___ DATA EXTRACTS ___

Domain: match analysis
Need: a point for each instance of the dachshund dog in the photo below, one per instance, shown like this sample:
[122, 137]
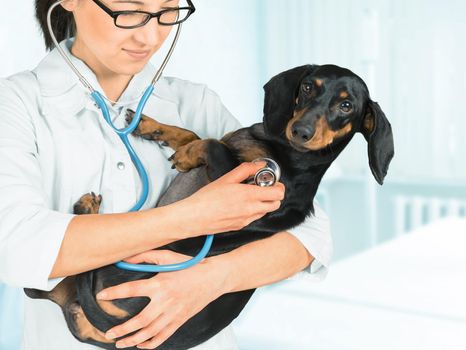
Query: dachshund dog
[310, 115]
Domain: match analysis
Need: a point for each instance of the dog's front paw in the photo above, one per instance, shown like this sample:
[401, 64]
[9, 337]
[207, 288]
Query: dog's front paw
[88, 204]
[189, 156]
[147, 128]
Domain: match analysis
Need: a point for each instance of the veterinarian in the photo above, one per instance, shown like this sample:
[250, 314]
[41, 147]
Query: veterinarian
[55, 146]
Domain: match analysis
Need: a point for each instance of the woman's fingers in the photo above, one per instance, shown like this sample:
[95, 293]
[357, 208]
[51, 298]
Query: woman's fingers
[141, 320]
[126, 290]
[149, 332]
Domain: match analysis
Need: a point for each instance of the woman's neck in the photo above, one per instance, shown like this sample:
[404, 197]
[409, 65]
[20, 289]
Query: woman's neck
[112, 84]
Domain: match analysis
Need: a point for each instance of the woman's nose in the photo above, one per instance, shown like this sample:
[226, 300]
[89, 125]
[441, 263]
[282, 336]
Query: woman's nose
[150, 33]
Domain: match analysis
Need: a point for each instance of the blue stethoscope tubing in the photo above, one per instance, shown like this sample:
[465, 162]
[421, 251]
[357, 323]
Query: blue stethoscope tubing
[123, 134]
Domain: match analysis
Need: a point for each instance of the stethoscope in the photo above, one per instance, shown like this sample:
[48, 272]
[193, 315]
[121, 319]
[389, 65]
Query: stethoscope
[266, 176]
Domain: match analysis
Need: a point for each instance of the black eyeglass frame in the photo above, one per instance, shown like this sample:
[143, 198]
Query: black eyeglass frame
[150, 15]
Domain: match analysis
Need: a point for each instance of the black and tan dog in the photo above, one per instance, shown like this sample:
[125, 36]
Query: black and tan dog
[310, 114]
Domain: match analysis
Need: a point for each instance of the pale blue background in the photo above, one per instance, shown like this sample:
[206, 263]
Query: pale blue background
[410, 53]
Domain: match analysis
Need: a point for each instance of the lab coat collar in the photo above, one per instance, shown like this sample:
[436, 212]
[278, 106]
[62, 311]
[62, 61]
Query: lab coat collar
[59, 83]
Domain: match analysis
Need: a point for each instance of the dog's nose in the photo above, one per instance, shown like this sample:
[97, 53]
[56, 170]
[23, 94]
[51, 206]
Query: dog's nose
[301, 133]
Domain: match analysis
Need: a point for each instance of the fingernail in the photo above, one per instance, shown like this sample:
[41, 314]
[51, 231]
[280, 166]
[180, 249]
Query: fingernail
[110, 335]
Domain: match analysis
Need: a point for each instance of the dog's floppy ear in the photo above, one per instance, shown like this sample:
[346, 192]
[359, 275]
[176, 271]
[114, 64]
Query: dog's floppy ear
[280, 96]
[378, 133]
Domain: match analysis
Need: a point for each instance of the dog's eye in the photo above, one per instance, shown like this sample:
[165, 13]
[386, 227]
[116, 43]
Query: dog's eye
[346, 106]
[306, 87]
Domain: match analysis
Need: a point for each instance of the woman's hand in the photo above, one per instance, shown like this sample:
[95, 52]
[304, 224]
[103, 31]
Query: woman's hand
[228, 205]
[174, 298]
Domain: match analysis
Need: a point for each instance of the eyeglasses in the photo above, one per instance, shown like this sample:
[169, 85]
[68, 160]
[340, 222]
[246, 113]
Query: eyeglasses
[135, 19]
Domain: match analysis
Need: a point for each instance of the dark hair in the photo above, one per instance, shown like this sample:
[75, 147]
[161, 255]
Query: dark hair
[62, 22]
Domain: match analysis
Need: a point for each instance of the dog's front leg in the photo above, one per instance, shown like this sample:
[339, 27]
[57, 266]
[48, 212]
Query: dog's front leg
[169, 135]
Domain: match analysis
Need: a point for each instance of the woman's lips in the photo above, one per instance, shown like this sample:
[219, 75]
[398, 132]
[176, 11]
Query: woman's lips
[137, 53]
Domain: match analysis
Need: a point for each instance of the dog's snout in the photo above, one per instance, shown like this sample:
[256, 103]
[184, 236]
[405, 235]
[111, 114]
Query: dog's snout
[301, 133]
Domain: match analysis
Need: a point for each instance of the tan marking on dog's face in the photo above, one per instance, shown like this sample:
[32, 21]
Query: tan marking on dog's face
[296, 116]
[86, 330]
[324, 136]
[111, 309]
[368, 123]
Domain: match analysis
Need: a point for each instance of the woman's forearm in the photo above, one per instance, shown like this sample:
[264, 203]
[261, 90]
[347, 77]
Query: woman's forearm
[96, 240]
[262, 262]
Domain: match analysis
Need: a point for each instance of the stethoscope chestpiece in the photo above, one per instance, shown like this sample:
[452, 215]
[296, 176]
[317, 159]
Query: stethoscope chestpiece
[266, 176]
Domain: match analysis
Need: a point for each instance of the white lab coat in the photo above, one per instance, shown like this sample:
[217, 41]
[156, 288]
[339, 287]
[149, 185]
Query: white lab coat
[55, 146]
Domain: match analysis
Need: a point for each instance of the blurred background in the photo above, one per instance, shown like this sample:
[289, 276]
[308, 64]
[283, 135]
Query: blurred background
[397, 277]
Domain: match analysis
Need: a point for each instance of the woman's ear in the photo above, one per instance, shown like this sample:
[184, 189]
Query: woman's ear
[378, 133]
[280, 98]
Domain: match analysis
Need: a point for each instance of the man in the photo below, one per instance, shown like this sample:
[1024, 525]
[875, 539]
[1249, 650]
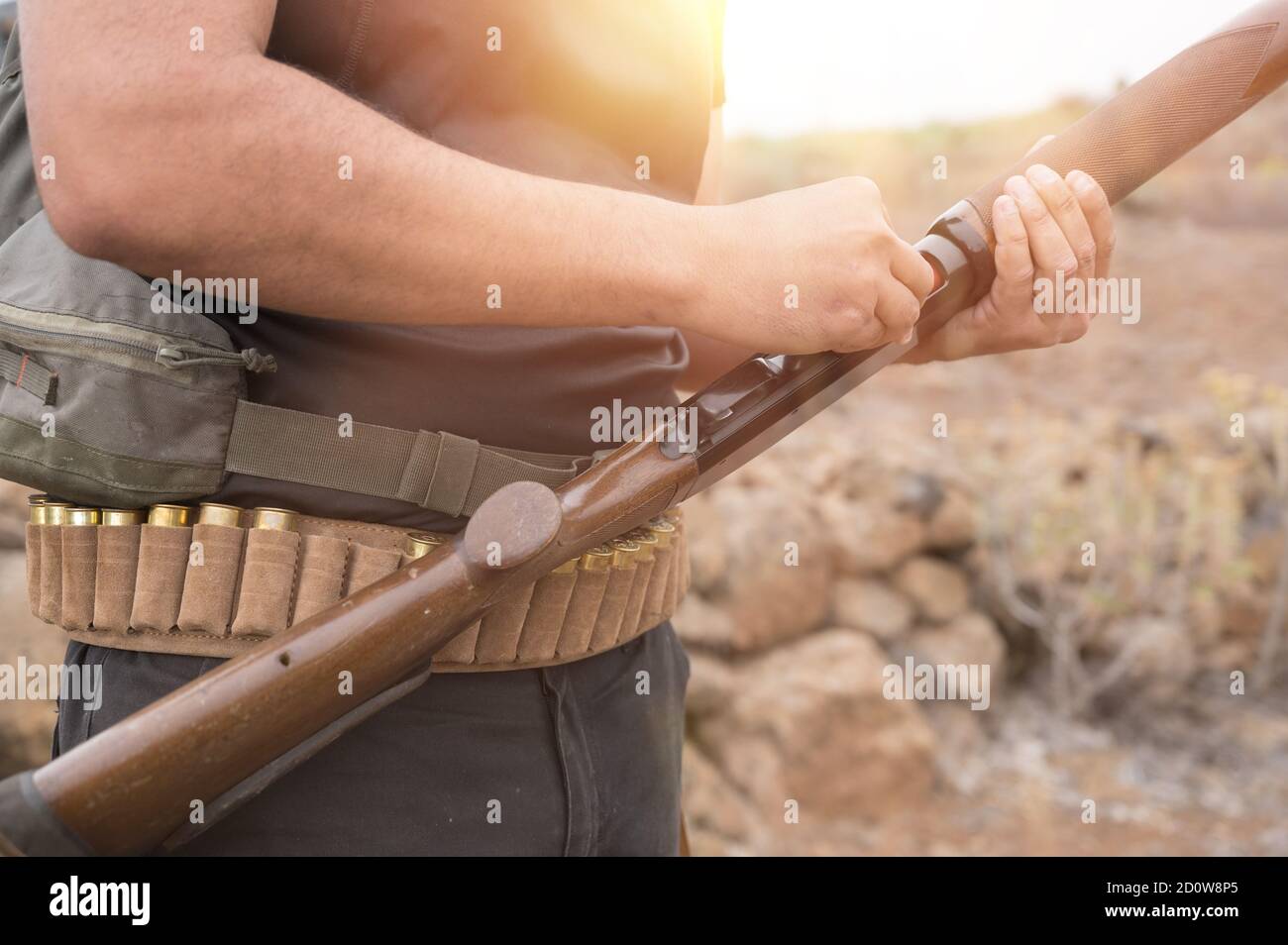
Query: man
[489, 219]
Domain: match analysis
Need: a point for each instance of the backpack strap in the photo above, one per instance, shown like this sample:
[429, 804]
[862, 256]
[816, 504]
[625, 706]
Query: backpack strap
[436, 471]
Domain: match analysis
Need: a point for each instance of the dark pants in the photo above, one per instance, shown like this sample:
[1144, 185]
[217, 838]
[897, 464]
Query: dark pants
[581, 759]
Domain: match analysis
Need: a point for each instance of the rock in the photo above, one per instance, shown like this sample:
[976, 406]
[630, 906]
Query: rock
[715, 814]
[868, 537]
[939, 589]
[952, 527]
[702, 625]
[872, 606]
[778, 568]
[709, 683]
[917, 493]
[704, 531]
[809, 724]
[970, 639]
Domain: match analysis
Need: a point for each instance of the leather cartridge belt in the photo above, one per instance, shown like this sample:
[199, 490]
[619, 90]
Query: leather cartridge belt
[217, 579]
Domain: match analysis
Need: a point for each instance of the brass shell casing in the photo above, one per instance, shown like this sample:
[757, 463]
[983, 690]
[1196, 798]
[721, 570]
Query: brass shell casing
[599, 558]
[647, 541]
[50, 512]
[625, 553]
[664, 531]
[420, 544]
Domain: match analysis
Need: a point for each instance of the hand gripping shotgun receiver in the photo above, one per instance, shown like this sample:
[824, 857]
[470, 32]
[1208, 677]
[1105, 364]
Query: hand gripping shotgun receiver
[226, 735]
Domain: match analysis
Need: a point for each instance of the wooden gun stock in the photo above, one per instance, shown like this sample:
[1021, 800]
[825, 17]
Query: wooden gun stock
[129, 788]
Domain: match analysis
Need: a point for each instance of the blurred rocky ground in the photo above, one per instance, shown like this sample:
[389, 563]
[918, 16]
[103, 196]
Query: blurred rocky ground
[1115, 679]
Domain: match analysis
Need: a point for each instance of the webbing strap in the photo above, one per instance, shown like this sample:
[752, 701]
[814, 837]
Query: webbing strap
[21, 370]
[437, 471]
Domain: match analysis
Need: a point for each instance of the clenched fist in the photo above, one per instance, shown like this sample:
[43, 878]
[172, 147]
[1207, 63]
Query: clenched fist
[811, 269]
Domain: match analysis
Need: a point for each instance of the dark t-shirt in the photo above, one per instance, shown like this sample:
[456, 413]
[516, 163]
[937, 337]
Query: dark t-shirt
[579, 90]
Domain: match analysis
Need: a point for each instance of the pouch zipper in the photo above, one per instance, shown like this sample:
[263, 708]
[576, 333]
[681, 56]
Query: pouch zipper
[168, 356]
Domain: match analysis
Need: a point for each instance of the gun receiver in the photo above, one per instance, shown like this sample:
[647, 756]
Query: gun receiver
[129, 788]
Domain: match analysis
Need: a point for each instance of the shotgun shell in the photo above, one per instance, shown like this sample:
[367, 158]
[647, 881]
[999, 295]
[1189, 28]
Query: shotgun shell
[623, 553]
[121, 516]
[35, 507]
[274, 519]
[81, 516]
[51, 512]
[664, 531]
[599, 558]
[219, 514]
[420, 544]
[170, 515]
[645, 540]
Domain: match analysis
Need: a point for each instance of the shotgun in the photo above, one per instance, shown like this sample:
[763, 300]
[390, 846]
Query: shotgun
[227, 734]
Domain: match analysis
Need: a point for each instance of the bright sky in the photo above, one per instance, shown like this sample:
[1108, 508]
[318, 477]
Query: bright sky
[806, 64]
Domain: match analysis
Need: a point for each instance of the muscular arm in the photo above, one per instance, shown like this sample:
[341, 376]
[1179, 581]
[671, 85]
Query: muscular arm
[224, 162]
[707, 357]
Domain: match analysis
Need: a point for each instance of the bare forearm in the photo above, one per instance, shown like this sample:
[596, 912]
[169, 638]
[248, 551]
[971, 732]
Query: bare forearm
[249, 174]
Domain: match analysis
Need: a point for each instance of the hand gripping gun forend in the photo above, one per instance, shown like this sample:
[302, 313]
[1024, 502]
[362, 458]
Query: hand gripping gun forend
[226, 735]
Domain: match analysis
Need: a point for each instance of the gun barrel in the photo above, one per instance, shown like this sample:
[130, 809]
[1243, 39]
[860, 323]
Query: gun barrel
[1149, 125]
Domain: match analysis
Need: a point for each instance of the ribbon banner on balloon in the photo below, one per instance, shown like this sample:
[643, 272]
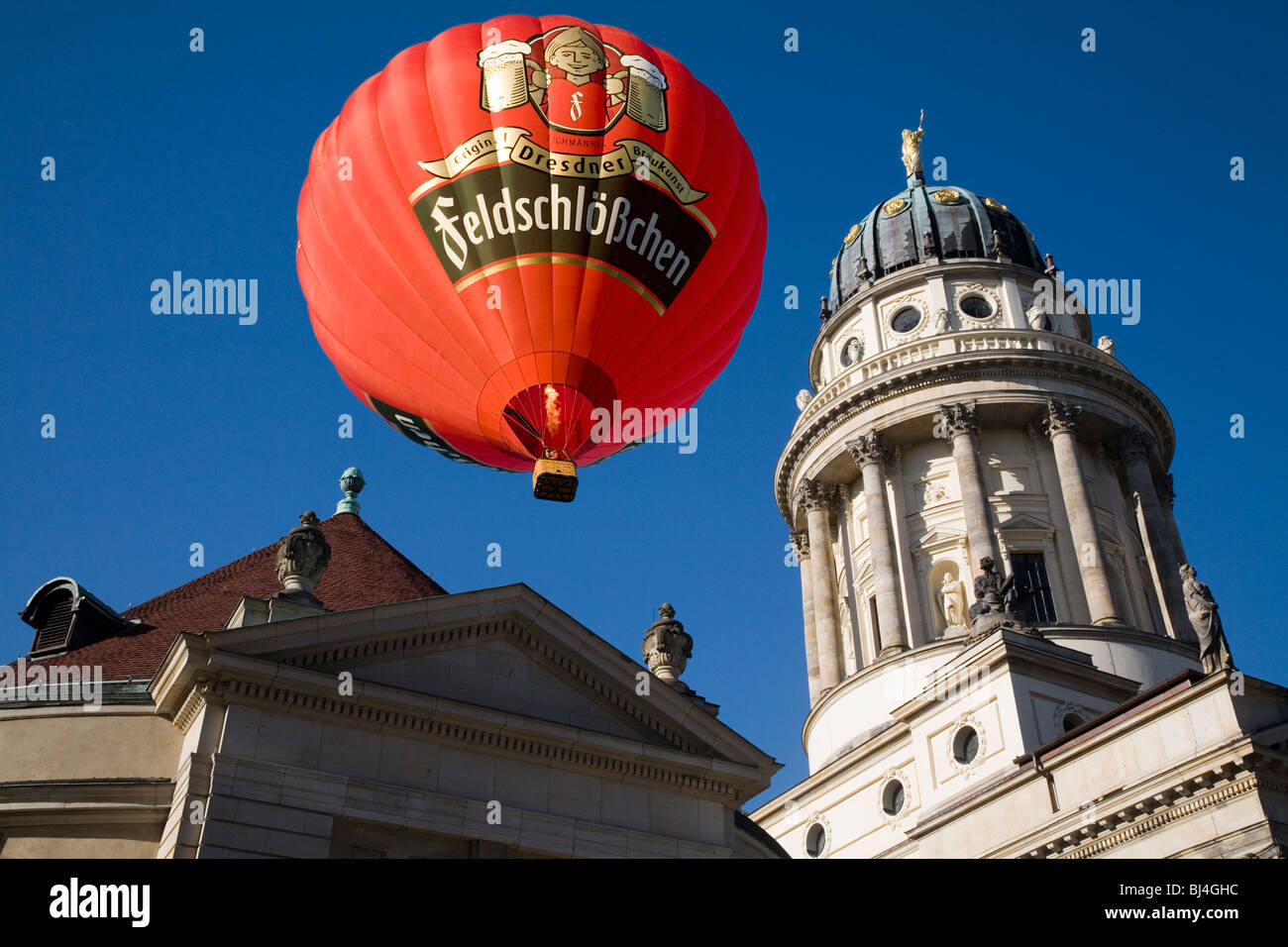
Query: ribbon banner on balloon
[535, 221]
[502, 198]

___

• [PROBLEM]: Which lines above contain "below"? Show each of them.

• [SOLUTION TO THIS TASK]:
Need: a point for each instance of the dachshund dog in the photo below, one per instance, shown like this sample:
Need: a point for each instance of the man in the photo below, one per instance, shown like this sample:
Need: a point for each instance of the ribbon banner on balloon in the photo below, one per instance, shown like this sample:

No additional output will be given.